■ INSTRUCTIONS FOR THE TASK
In the parenting arrangements text, what must parents with equal shared parental responsibility do when making major long-term decisions about their children?

*** TEXT PROVIDED Section Begins ***

Children and Parenting

Following separation, many couples are able to come to an agreement between themselves about arrangements for the care of their children. However, often there can be disputes about these parenting arrangements. When parents cannot agree about arrangements for the care of their children, it is prudent to seek legal advice so that parents can reach a resolution that is practical and appropriate for them.

Parental responsibility

Parental responsibility is the term used in family law to refer to the major long-term decisions that parents make for their children.

It can include decisions about:

  • the child’s current and future education (for example, where they will go to school);
  • the child’s health and medical needs (for example, medical procedures);
  • changing the child’s name; and
  • the child’s cultural and religious upbringing.

Parents who have equal shared parental responsibility must make major long-term decisions about their children jointly.

Where one parent has sole parental responsibility of the child, they do not need to consult with the other parent to make these kinds of major long-term decisions.

*** TEXT PROVIDED Section Ends ***
*** SOURCE INFORMATION Section Begins ***

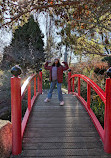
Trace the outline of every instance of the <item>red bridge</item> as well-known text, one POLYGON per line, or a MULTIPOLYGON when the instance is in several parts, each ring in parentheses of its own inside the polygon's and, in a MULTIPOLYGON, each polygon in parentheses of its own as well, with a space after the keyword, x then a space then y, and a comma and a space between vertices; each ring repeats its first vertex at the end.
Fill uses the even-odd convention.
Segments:
POLYGON ((12 156, 18 157, 111 157, 111 79, 105 92, 90 78, 68 72, 65 105, 58 106, 57 95, 44 103, 42 71, 21 87, 21 78, 11 78, 12 156), (78 92, 74 79, 78 78, 78 92), (81 80, 87 83, 87 102, 81 96, 81 80), (31 82, 33 86, 31 87, 31 82), (31 95, 33 88, 33 96, 31 95), (90 108, 91 88, 105 104, 104 128, 90 108), (28 107, 22 119, 22 99, 28 93, 28 107))

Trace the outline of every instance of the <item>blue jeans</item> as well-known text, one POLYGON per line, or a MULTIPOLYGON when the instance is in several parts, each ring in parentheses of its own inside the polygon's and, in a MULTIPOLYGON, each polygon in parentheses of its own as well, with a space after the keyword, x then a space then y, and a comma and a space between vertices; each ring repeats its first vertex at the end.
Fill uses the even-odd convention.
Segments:
POLYGON ((62 90, 61 90, 61 83, 58 83, 58 81, 52 81, 50 84, 50 90, 48 93, 48 99, 52 98, 52 92, 55 88, 55 85, 57 84, 57 91, 58 91, 58 99, 59 101, 63 101, 63 95, 62 95, 62 90))

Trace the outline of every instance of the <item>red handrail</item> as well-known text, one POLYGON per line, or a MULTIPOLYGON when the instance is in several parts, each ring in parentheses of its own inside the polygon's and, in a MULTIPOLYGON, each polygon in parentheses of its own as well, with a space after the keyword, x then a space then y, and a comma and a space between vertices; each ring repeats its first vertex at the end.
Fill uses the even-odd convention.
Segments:
POLYGON ((91 117, 101 139, 104 144, 104 150, 107 153, 111 153, 111 79, 106 80, 106 90, 105 92, 90 78, 82 74, 74 74, 71 76, 71 71, 68 73, 68 92, 74 94, 83 103, 85 109, 87 110, 89 116, 91 117), (74 92, 74 78, 78 77, 78 92, 74 92), (80 79, 83 79, 87 83, 87 102, 80 95, 80 79), (71 84, 72 82, 72 84, 71 84), (104 115, 104 129, 102 128, 100 122, 95 116, 94 112, 90 108, 90 96, 91 88, 99 95, 105 104, 105 115, 104 115))
POLYGON ((22 151, 22 138, 35 99, 42 94, 42 71, 27 78, 21 87, 21 78, 11 78, 11 121, 12 121, 12 154, 18 155, 22 151), (34 81, 34 95, 31 98, 31 82, 34 81), (28 108, 22 118, 21 101, 28 92, 28 108))

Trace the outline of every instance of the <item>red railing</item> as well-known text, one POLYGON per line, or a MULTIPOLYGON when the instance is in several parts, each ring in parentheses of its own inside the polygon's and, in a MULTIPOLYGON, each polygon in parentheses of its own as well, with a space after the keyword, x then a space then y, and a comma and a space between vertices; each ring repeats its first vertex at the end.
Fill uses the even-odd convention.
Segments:
POLYGON ((21 86, 21 78, 13 76, 11 78, 11 122, 12 122, 12 154, 18 155, 22 151, 22 138, 27 125, 27 121, 39 94, 42 94, 42 71, 34 74, 21 86), (34 95, 31 98, 31 82, 34 82, 34 95), (22 119, 22 99, 27 91, 28 108, 22 119))
POLYGON ((85 109, 87 110, 89 116, 91 117, 101 139, 104 144, 104 150, 107 153, 111 153, 111 79, 106 79, 106 90, 105 92, 90 78, 81 75, 75 74, 71 76, 71 71, 68 73, 68 93, 72 93, 78 97, 82 102, 85 109), (74 78, 78 78, 78 92, 74 92, 74 78), (87 102, 80 95, 81 84, 80 79, 84 80, 87 83, 87 102), (90 108, 90 97, 91 97, 91 88, 98 94, 105 104, 105 114, 104 114, 104 129, 102 128, 100 122, 95 116, 94 112, 90 108))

*** SOURCE INFORMATION Section Ends ***

■ ANSWER TO THIS TASK
They must make those decisions jointly.